Problema breve 1 – Edita el texto sobre la ley de amnistía y reescribe el tramo que va desde "Cuando llegó el" hasta "inaplicable. ¿Por qué?", cambiando "Tribunal Supremo" por "alto tribunal".
Problema breve 2 – Enumera todas las conductas que, según el texto sobre la ley de amnistía, castiga el delito de malversación.

Texto –
■ ■ ■ ■ ■ ■ ■

Un ejemplo. El 11 de junio de 2024 se publicaba en el BOE una ley, aprobada por el Parlamento español, que amnistiaba una serie de actos, determinantes de responsabilidad penal, cometidos en el contexto del denominado proceso independentista catalán (procés). La ley incluía los actos tipificados como malversación, delito que castiga al funcionario público o autoridad que se apropia de patrimonio público con ánimo de lucro, que usa temporalmente de bienes públicos sin ánimo de apropiación, o que da al patrimonio público que administra una aplicación pública diferente de aquella a la que estuviere destinada.

La amnistía del delito de malversación en la ley tiene una serie de excepciones. En concreto, el artículo 1.1 b impide amnistiar la malversación cuando haya existido propósito de enriquecimiento, y el artículo 2.e cuando el delito haya afectado a los intereses financieros de la Unión Europea. Hasta aquí, todo claro y sencillo, dentro de lo que la jerga jurídica al uso en España permite.

Cuando llegó el momento de aplicar lo previsto en la ley de amnistía a alguno de los encausados por los actos cometidos en el contexto del denominado proceso independentista catalán que estaban aforados, la Sala Segunda, de lo Penal, del Tribunal Supremo, presidida por nuestro “ínclito” juez Manuel Marchena (con quien el Partido Popular se jactaba de poder controlar esa misma sala “desde detrás”), decidió que la amnistía, a pesar de que la ley era clara al respecto, les era inaplicable. ¿Por qué?

■ ■ ■ ■ ■ ■ ■

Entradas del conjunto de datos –
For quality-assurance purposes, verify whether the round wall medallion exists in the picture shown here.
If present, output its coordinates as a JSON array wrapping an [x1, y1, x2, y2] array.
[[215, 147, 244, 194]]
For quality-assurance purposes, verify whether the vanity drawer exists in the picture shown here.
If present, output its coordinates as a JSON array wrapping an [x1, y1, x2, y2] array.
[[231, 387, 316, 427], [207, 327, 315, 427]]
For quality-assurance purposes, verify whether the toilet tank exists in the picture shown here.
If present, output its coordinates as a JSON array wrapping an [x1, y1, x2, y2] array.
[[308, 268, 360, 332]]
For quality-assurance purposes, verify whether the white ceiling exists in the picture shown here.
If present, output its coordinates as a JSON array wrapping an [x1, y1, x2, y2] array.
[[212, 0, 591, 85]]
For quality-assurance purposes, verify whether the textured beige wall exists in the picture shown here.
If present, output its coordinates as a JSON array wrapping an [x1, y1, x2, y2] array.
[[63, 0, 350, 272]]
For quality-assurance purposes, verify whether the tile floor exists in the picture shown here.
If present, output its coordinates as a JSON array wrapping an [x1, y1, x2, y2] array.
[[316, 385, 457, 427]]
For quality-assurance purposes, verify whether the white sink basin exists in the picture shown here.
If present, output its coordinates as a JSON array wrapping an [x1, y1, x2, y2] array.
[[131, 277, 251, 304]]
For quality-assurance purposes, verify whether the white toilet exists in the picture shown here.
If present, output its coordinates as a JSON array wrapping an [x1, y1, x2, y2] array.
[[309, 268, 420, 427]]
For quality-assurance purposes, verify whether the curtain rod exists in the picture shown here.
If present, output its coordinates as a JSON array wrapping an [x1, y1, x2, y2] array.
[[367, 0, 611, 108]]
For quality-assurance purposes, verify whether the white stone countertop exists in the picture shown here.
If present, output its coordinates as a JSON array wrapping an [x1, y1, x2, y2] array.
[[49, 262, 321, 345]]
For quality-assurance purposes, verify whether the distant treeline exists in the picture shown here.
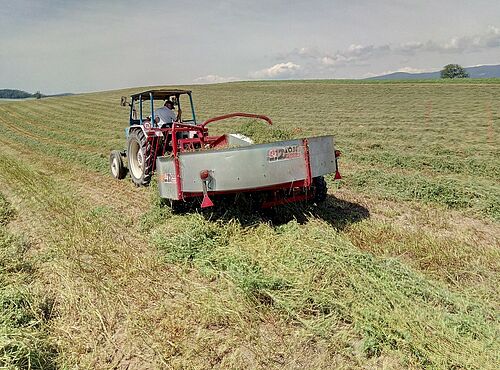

■ ■ ■ ■ ■ ■ ■

Respuesta completa 1 –
Cuando llegó el momento de aplicar lo previsto en la ley de amnistía a alguno de los encausados por los actos cometidos en el contexto del denominado proceso independentista catalán que estaban aforados, la Sala Segunda, de lo Penal, del alto tribunal, presidida por nuestro “ínclito” juez Manuel Marchena (con quien el Partido Popular se jactaba de poder controlar esa misma sala “desde detrás”), decidió que la amnistía, a pesar de que la ley era clara al respecto, les era inaplicable. ¿Por qué?

Respuesta completa 2 –
- Apropiarse de patrimonio público con ánimo de lucro.
- Usar temporalmente bienes públicos sin ánimo de apropiación.
- Dar al patrimonio público que se administra una aplicación pública diferente de aquella a la que estuviere destinado.